Task prompt:
Reproduce word for word the lines of the material below, from the line containing "the man's hair" through the end of the material, inclusive.

Records in a dataset:
# # #

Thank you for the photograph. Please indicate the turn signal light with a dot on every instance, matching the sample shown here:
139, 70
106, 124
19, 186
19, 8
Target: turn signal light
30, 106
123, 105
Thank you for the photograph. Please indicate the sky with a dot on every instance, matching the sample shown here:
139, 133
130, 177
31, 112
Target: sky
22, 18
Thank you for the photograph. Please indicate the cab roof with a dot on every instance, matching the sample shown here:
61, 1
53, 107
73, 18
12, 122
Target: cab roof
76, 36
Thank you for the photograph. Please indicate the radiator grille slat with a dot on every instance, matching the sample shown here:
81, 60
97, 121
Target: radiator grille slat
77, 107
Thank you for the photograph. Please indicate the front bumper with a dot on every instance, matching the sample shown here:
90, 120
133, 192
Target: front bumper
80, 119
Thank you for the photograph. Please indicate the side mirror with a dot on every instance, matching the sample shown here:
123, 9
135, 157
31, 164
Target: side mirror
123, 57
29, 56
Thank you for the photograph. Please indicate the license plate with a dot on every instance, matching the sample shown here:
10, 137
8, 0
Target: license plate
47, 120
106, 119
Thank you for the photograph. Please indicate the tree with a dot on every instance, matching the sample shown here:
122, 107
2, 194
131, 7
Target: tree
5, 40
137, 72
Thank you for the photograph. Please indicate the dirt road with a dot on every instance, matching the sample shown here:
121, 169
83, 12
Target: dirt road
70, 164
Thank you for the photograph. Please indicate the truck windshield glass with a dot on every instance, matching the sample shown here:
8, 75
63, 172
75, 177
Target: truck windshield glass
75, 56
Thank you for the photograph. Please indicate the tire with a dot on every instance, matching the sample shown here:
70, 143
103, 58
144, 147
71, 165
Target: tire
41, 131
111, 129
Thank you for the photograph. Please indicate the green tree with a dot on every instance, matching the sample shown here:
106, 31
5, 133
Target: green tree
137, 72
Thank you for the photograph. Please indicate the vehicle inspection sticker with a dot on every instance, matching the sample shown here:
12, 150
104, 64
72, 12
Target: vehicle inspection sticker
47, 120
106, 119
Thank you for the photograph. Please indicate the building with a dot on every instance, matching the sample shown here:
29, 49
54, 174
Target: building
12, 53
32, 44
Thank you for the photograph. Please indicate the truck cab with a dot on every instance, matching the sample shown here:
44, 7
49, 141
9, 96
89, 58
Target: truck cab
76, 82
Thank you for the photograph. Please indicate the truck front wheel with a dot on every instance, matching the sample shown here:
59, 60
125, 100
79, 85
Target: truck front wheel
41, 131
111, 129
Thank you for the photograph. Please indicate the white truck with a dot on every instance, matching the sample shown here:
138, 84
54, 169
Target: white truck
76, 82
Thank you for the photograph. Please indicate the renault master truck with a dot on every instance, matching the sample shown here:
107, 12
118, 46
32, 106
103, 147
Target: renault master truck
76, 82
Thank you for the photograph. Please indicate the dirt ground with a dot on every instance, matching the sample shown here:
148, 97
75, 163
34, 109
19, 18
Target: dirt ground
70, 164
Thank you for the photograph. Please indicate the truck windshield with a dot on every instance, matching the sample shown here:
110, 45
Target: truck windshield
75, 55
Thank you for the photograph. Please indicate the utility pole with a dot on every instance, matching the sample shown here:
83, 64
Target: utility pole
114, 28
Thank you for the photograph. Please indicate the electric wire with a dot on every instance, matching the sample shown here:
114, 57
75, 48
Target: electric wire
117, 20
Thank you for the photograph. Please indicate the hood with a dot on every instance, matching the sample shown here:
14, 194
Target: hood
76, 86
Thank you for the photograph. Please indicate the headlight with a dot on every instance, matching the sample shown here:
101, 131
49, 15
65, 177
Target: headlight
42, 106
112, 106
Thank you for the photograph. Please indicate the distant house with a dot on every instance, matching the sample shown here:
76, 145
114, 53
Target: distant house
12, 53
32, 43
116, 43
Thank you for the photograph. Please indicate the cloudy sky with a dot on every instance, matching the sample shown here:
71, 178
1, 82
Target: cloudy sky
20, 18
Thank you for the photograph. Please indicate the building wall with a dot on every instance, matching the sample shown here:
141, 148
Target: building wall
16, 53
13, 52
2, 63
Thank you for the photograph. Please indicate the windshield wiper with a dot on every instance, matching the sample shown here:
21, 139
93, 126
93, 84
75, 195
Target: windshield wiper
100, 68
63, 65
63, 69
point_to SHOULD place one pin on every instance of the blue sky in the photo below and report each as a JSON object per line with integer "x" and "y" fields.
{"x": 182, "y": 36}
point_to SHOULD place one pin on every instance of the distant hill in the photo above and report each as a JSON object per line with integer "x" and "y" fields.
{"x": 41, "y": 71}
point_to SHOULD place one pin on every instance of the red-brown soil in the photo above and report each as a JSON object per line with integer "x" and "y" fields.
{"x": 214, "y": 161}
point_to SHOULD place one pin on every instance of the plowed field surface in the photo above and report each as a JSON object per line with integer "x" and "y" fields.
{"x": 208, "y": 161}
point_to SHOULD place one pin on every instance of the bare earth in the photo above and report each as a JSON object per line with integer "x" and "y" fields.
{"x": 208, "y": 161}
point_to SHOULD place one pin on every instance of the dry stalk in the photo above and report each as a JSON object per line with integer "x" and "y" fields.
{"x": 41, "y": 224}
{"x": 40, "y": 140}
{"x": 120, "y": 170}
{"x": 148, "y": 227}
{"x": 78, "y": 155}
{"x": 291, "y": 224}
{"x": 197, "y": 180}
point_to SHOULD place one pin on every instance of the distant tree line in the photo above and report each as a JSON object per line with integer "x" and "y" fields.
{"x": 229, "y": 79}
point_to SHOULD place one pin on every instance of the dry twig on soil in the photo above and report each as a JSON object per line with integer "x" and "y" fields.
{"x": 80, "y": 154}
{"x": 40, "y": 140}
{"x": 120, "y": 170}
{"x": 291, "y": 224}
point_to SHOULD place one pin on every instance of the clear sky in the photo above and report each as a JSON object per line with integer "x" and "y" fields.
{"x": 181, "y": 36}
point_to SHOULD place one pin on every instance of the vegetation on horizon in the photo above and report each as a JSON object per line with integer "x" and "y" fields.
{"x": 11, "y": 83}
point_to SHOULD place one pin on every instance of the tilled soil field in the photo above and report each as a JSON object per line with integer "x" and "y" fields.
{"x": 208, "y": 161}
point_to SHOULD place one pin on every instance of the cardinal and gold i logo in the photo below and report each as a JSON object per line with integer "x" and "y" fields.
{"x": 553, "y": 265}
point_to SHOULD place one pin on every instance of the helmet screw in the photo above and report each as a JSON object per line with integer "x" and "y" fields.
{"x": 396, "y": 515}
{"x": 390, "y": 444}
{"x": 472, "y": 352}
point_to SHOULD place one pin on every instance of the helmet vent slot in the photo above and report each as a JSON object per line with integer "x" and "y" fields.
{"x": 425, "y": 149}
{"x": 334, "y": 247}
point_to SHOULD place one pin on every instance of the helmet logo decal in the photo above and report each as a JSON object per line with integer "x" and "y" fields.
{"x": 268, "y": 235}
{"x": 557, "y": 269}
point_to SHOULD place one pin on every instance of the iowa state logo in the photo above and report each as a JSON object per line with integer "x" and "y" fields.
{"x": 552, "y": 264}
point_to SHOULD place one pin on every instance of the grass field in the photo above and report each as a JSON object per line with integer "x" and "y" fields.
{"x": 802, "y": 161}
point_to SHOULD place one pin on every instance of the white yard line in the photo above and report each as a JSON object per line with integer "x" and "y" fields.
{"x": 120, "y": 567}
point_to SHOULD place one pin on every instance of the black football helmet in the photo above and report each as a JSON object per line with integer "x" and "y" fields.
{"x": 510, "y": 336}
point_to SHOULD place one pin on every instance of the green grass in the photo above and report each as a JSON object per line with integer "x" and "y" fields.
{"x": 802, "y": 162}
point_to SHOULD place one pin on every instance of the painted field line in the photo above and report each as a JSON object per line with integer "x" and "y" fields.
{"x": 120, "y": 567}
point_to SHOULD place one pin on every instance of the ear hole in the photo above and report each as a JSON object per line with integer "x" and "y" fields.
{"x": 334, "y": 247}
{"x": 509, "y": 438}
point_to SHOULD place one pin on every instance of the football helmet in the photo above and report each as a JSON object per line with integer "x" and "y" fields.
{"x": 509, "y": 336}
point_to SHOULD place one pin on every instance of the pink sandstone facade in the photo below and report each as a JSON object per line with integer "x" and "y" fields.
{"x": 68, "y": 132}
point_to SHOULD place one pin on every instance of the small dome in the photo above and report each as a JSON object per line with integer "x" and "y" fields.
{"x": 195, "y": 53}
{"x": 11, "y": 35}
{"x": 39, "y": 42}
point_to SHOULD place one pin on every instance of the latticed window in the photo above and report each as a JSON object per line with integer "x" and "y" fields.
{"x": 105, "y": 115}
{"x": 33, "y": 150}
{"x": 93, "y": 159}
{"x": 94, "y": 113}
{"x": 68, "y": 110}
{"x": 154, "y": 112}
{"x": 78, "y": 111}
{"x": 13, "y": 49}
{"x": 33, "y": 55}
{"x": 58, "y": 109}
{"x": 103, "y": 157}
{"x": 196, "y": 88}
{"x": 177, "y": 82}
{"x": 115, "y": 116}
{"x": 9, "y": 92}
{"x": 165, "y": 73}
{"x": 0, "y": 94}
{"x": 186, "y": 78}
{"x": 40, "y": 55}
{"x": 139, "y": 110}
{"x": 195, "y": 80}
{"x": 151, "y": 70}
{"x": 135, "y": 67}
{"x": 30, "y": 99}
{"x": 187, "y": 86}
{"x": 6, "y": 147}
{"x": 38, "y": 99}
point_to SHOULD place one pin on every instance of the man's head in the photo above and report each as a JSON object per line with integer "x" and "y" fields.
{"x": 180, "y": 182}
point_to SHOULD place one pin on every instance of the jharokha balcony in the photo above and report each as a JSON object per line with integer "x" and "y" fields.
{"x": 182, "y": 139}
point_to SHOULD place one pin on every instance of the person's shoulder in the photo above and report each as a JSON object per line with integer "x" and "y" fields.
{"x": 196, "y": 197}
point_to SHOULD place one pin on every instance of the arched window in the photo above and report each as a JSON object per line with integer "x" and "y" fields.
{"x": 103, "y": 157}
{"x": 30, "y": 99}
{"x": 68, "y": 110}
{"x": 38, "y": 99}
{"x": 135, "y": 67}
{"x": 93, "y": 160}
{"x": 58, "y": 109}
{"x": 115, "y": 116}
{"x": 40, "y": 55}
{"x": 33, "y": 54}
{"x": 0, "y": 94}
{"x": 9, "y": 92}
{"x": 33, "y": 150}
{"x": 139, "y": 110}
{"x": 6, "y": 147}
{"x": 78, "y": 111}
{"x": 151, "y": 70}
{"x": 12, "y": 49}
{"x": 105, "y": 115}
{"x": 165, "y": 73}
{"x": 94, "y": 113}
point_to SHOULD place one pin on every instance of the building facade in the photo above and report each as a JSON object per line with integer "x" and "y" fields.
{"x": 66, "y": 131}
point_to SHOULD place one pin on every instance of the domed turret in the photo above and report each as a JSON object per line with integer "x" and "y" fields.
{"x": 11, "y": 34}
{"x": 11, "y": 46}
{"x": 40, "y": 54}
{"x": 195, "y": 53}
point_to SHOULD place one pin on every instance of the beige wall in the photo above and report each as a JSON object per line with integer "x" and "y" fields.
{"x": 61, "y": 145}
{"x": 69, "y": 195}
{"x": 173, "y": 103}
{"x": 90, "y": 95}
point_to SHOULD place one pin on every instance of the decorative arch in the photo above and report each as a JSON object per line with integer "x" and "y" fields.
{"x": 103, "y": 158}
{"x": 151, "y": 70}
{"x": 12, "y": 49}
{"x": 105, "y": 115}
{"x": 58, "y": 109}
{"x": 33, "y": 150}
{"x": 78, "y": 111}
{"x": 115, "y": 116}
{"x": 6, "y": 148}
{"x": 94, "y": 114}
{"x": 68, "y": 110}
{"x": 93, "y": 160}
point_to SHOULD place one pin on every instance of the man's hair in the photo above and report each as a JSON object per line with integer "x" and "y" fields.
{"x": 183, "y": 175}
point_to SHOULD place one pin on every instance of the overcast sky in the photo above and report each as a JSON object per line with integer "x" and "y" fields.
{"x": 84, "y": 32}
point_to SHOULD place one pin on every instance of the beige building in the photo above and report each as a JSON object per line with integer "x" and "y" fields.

# # #

Output:
point_to SHOULD place one pin on every instance of the man's hair in the photo above and report each as a JSON object per line with integer "x" and "y" fields.
{"x": 183, "y": 175}
point_to SHOULD place one pin on every instance of the overcast sky in the photo above and report each as a JSON object per line with integer "x" and "y" fields.
{"x": 84, "y": 32}
point_to SHOULD place one pin on every instance of the beige building in the photo above and report each as a JSON object per line with integer "x" and "y" fields.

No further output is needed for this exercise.